#### Yapılacaklar:
1. Menfi tespit davasına ilişkin mahkeme kararında dava tarihi olarak hangi tarih yazılıdır?
2. Menfi tespit davasına ilişkin mahkeme kararını kaldığı yerden sürdürür müsün?
═══ Kaynak ═══
Emsal Mahkeme Kararı İstanbul 15. Asliye Ticaret Mahkemesi 2017/1129 E. 2022/20 K. 11.01.2022 T.

Görüntülediğiniz mahkeme kararı henüz kesinleşmemiştir. Yararlı olması amacıyla eklenmiştir.

T.C.
İSTANBUL
15. ASLİYE TİCARET MAHKEMESİ

ESAS NO : 2017/1129 Esas
KARAR NO : 2022/20
DAVA : Menfi Tespit (Kambiyo Senetlerinden Kaynaklanan)
DAVA TARİHİ : 25/12/2017
KARAR TARİHİ : 11/01/2022

Mahkememizde görülmekte olan Menfi Tespit (Kambiyo Senetlerinden Kaynaklanan) davasının yapılan açık yargılaması sonunda;
GEREĞİ DÜŞÜNÜLDÜ:
Davacı vekilinin dava dilekçesi özetle; Davalı tarafından müvekkil aleyhine …. İcra Müdürlüğü’nün 2017/… Esas sayısı ile 22.500,00-TL asıl alacak tutarlı kambiyo senetlerine müstenit takip yoluna girişildiğini, Takibe konu edilen bonolar 09.07.2015 tanzim 30.05.2016 vadeli 7.500-TL tutarlı, 09.07.2015 tanzim 30.06.2016 vadeli 7.500-TL tutarlı, 09.07.2015 tanzim 31.07.2016 vadeli 7.500-TL tutarlı olmak üzere toplam 22.500TL’lik sözde borca ilişkin olup müvekkil şirketin işbu bonolardan kaynaklanan herhangi bir borcu bulunmadığını, bonoların müvekkil şirketin imza yetkilisi tarafından imzalanmadığını, şirket bu açıdan borçlu olmadığını, müvekkil şirketin imza yetkilisi ve imza yetkisini münferiden kullanan tek ortağı … … … olduğunu, takibe konu olan bonoların ise imza yetkilisi olmayan … tarafından imza edildiğini, tüm bu nedenlerle müvekkilinin borçlu olmadığının tespitine, davalının haksız ve kötü niyetli takip yapmış olması nedeni ile bonolarda yazılı miktar olan toplam 22.500- TL’nin % 20’si üzerinden kötüniyet tazminatına mahkûm edilmesine, yargılama giderlerinin ve vekalet ücretinin davalı tarafa tahmiline karar verilmesini talep ve dava etmiştir.
═══ Verilen Satırlar ═══
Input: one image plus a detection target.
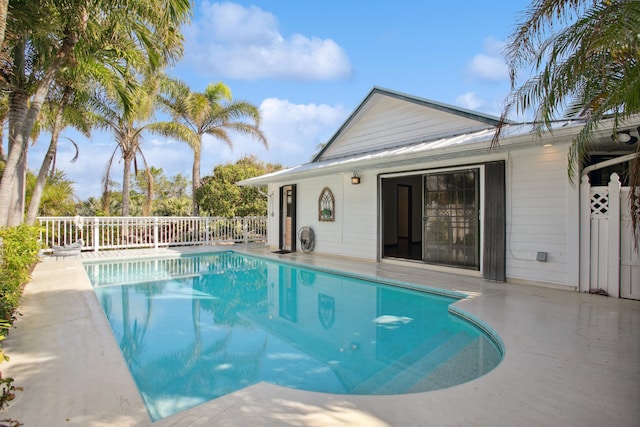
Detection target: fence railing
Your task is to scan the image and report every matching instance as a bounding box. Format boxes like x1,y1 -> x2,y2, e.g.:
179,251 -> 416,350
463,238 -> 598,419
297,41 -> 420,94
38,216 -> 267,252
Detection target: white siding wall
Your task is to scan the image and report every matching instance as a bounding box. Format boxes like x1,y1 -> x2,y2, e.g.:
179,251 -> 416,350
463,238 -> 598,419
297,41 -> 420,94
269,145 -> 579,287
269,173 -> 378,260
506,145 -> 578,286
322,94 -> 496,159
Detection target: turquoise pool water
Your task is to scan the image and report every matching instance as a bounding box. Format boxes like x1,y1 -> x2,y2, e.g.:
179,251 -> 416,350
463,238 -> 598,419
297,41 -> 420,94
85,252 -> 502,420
═══
═══ Verilen Satırlar ═══
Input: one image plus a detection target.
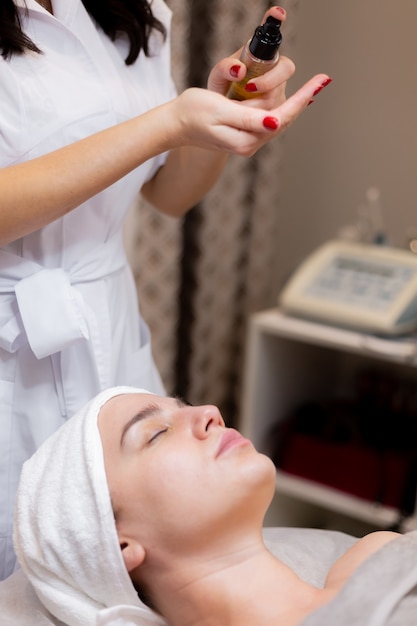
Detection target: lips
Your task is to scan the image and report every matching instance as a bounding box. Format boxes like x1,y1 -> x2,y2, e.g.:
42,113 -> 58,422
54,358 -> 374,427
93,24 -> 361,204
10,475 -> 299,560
═══
#### Yanıtlar:
1. 25/12/2017

2.
Davalı vekilinin cevap dilekçesi özetle; Müvekkiline dava konusu senedi davacı şirket ile olan ticari ilişkiden doğan alacağına istinaden …’ün verdiğini, bu şahısın aynı zamanda davacı şirketin ortağı ve yetkilisi olduğunu, davacı şirketin tüm işlerini …’ün takip ettiğini, cari hesap ekstresinde yer alan ve ödemesi yapılan çeklerin de yine bu şekilde … tarafından imza edilerek müvekkiline verildiğini ve söz konusu çeklerin davacı şirket tarafından ödendiğini, davacı şirketin … imzalı bu çekler ödenirken herhangi bir itiraz da bulunmadığını, müvekkilinin davacı şirketle ilgili olarak … … …’le değil …’le muhatap olduğunu, davacı-borçlu şirket ile şirket ortağı …’ün birlikte hareket ederek müvekkilinin alacağını almasını engellemeye ve bu şekilde müvekkilini zarara uğratmaya çalıştığını, tüm bu nedenlerle davanın reddine, davacı aleyhine % 20 icra inkâr tazminatına hükmolunmasına, yargılama giderlerinin ve vekalet ücretinin davacı tarafa tahmiline karar verilmesini talep etmiştir.
Dava, davacı tarafın takibe konu bonolardan dolayı davalı tarafa borçlu olmadığının tespiti istemine ilişkin menfi tespit davasıdır.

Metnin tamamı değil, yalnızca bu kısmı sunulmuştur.